Stored items:
┄┄┄┄┄┄

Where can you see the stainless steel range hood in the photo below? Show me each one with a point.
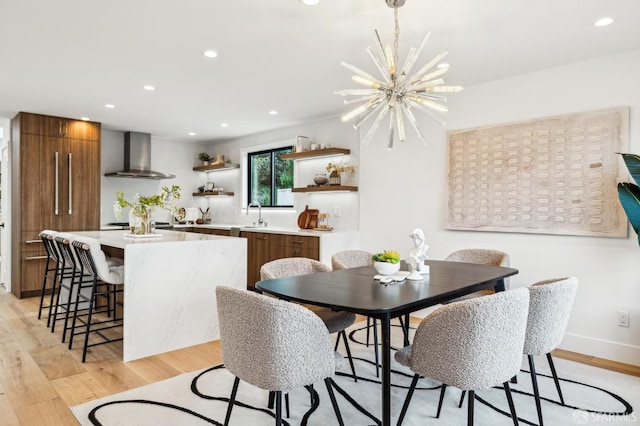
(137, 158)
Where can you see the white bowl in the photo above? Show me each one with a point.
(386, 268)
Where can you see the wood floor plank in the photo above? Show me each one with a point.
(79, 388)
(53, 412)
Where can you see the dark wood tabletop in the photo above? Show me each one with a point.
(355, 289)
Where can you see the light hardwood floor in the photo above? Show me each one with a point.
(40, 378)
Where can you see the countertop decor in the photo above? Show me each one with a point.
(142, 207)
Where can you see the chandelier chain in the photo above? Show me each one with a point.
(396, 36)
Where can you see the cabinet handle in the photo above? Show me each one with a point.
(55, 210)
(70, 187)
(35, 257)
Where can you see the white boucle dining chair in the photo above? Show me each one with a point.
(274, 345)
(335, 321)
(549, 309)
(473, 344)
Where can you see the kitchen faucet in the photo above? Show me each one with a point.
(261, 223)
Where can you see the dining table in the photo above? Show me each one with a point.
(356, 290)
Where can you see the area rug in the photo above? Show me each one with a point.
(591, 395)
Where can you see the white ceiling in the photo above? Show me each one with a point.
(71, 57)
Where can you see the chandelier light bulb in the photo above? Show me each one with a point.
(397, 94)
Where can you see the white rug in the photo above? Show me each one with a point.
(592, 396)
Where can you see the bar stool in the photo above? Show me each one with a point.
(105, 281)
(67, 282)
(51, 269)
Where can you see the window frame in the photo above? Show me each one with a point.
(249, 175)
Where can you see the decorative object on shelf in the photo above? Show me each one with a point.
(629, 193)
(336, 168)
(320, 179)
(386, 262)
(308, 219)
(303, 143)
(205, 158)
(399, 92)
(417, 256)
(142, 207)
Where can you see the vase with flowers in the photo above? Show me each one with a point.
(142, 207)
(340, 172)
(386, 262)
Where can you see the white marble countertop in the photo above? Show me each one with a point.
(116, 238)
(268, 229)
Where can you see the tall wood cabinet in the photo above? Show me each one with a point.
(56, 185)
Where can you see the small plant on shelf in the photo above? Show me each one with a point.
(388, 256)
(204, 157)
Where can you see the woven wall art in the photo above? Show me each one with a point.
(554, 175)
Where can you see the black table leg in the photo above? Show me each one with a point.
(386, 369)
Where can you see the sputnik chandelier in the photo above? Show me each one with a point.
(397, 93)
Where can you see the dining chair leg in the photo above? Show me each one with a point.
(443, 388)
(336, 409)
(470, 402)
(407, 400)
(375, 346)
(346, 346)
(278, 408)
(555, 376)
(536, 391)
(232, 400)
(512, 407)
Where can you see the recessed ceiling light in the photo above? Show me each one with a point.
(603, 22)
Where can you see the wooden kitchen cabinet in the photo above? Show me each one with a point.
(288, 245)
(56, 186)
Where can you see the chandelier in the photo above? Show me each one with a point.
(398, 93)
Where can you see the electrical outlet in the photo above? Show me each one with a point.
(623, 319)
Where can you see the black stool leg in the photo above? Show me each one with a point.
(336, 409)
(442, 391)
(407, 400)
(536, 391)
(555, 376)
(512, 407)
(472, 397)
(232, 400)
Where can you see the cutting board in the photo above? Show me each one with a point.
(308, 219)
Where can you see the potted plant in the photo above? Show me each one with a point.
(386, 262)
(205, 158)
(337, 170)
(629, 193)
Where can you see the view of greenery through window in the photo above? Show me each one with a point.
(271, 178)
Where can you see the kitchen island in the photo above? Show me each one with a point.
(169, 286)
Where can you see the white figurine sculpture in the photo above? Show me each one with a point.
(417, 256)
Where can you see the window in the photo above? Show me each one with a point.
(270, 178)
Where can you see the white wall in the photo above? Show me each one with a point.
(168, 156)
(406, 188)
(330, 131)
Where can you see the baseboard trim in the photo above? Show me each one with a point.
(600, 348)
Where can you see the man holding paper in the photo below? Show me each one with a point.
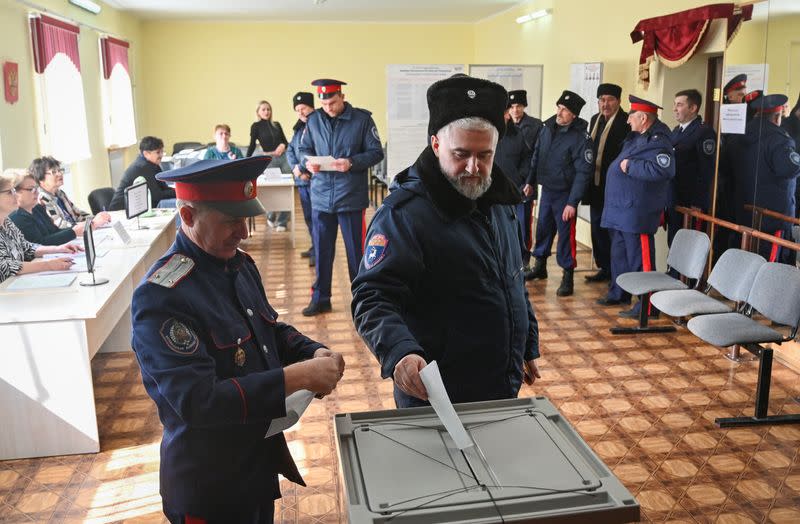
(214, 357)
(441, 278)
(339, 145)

┄┄┄┄┄┄

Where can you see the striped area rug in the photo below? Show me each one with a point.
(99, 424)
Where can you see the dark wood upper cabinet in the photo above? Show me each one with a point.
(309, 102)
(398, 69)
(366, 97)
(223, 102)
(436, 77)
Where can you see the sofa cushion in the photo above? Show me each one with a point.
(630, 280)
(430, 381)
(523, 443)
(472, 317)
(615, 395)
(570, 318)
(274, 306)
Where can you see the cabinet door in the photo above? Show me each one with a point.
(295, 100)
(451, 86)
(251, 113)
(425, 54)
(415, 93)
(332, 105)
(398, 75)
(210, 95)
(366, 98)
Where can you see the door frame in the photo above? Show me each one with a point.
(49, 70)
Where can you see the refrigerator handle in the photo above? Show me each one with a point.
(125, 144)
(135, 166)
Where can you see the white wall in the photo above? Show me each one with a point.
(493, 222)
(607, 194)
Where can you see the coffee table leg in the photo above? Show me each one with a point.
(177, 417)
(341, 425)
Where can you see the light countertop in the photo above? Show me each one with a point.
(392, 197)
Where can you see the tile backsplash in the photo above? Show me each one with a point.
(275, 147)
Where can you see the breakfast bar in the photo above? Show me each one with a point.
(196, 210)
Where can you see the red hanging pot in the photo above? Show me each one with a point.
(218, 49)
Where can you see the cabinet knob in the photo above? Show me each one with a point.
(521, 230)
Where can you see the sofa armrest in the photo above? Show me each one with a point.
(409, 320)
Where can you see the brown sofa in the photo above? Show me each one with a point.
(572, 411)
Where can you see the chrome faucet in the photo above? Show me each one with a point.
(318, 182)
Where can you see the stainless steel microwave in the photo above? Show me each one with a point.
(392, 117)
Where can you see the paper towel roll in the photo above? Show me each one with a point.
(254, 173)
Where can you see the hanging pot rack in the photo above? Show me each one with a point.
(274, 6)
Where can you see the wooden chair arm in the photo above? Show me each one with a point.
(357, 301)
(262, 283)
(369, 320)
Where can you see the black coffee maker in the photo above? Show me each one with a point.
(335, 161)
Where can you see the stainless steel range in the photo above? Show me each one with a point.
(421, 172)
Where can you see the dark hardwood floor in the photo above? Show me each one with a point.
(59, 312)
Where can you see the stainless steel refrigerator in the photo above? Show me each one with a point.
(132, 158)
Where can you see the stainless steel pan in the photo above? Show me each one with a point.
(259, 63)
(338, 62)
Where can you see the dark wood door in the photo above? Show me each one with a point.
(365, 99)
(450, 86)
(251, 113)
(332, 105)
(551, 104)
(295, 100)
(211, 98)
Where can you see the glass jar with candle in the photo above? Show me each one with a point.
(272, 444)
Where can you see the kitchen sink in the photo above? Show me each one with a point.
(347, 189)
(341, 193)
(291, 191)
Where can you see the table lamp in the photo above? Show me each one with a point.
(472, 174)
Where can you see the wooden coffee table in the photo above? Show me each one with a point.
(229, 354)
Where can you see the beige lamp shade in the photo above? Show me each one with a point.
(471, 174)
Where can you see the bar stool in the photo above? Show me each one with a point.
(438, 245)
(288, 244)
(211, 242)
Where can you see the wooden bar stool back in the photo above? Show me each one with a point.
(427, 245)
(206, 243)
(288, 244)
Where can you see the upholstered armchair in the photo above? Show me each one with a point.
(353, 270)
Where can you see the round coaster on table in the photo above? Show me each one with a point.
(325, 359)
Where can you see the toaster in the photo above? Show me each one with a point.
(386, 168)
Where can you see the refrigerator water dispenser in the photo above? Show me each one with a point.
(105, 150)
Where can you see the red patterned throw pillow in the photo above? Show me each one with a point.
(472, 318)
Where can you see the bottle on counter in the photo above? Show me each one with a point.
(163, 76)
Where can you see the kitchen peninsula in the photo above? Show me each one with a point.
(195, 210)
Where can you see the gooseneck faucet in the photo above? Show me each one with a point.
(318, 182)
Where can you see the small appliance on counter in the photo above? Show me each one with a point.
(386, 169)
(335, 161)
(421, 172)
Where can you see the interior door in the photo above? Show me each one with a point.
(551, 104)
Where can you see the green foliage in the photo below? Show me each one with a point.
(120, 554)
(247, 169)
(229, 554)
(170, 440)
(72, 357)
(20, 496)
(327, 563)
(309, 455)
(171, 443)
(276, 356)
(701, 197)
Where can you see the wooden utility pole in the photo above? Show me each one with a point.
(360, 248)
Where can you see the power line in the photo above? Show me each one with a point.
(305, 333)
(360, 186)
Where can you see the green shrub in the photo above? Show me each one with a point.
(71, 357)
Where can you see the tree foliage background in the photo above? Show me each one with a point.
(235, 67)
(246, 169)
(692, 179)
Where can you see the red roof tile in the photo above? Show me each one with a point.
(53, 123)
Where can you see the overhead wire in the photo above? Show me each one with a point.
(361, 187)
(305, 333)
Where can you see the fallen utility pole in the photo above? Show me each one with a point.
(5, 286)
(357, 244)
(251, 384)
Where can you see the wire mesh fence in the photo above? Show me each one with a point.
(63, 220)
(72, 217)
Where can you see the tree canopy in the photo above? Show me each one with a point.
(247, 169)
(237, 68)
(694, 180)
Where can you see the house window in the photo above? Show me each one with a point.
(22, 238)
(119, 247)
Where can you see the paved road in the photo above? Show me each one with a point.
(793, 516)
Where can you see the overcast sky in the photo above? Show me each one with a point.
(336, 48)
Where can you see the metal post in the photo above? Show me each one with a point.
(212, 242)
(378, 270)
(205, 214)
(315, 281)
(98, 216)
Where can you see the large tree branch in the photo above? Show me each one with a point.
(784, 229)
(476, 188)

┄┄┄┄┄┄

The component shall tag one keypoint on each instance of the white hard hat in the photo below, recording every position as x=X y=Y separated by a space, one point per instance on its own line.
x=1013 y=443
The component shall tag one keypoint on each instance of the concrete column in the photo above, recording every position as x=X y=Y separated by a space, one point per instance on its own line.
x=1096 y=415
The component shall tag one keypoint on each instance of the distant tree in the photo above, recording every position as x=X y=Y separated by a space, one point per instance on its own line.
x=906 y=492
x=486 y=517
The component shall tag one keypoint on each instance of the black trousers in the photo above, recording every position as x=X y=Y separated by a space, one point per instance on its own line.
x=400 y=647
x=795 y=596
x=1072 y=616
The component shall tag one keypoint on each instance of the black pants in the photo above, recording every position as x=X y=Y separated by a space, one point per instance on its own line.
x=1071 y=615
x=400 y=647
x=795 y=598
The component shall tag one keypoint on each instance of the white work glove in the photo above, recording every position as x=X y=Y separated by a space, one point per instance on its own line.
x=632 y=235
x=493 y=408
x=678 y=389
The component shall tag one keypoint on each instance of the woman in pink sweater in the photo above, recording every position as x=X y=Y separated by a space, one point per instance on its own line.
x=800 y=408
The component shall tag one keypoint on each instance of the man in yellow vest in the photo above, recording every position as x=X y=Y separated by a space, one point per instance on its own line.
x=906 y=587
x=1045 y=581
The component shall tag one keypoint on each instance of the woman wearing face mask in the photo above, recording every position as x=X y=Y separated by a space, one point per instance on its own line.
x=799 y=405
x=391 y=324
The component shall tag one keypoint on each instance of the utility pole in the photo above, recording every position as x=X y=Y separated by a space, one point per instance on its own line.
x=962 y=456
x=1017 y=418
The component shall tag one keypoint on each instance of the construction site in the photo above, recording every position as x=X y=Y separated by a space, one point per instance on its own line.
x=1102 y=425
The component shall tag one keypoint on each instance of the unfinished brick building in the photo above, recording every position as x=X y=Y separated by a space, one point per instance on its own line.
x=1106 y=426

┄┄┄┄┄┄

Instructions to follow: Filter the records above and copy out every line containing the word "hanging".

Result for this exercise:
Where can you see the red hanging pot in the photo above? Show me each one with a point.
Where can you see the hanging pot rack in the photo above? Show me each one with a point.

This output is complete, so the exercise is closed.